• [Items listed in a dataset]
--- --- ---

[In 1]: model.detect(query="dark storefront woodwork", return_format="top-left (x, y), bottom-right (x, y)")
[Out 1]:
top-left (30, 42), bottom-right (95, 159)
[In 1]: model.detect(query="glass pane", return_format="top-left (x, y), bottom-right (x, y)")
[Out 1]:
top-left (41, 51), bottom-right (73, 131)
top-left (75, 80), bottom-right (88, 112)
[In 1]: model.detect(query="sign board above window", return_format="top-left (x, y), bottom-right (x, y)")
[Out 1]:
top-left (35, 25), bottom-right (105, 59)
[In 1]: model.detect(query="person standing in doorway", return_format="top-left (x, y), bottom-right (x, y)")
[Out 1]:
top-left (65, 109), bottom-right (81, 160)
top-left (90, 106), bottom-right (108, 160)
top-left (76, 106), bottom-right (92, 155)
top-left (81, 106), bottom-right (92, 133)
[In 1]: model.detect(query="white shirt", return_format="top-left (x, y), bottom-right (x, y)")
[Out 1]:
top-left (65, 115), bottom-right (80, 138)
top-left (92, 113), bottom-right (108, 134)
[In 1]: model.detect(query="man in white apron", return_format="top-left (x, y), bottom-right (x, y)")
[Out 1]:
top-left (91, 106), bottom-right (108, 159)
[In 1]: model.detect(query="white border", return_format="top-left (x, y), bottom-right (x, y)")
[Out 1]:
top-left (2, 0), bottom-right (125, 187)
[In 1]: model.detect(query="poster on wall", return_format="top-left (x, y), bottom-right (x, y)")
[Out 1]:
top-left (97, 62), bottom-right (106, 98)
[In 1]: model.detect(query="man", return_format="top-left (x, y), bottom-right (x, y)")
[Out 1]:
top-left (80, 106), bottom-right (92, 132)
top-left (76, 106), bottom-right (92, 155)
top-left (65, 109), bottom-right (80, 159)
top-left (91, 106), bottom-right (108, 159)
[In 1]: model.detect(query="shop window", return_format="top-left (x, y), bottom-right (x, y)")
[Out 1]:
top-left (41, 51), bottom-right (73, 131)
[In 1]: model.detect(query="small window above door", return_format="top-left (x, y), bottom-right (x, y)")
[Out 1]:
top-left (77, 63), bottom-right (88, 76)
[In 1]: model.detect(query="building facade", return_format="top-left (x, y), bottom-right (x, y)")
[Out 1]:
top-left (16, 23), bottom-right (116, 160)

--- --- ---

• [Task goal] Set every record down again exactly as written.

• [Task response]
[In 1]: model.detect(query="dark storefront woodwork", return_format="top-left (x, y), bottom-right (x, y)")
[Out 1]:
top-left (30, 42), bottom-right (95, 159)
[In 1]: model.detect(query="glass pane", return_format="top-left (x, y), bottom-right (x, y)")
[Out 1]:
top-left (41, 51), bottom-right (73, 131)
top-left (75, 80), bottom-right (88, 112)
[In 1]: model.detect(query="sign board above window", return_format="top-left (x, y), bottom-right (x, y)")
[Out 1]:
top-left (35, 25), bottom-right (105, 59)
[In 1]: model.detect(query="person standing in doorway", return_format="top-left (x, y), bottom-right (x, y)")
[Out 1]:
top-left (65, 109), bottom-right (81, 160)
top-left (90, 106), bottom-right (108, 160)
top-left (76, 106), bottom-right (92, 155)
top-left (81, 106), bottom-right (92, 133)
[In 1]: model.detect(query="white shirt", return_format="top-left (x, y), bottom-right (x, y)")
[Out 1]:
top-left (65, 115), bottom-right (80, 138)
top-left (92, 113), bottom-right (108, 134)
[In 1]: model.detect(query="man in white apron", return_format="top-left (x, y), bottom-right (x, y)")
[Out 1]:
top-left (91, 106), bottom-right (108, 159)
[In 1]: model.detect(query="white border", return_format="top-left (x, y), bottom-right (x, y)")
[Out 1]:
top-left (2, 0), bottom-right (125, 187)
[In 1]: model.detect(query="poster on wall", return_format="top-left (x, y), bottom-right (x, y)")
[Out 1]:
top-left (97, 62), bottom-right (106, 98)
[In 1]: model.detect(query="man", return_format="top-left (x, y), bottom-right (x, y)")
[Out 1]:
top-left (80, 106), bottom-right (92, 132)
top-left (76, 106), bottom-right (92, 155)
top-left (65, 109), bottom-right (80, 159)
top-left (91, 106), bottom-right (108, 159)
[In 1]: model.detect(query="shop window", return_format="top-left (x, y), bottom-right (x, y)")
[Out 1]:
top-left (41, 51), bottom-right (73, 131)
[In 1]: model.detect(query="small window above door", return_format="top-left (x, y), bottom-right (x, y)")
[Out 1]:
top-left (77, 63), bottom-right (88, 76)
[In 1]: model.detect(query="building facade", return_format="top-left (x, y), bottom-right (x, y)")
[Out 1]:
top-left (16, 23), bottom-right (116, 160)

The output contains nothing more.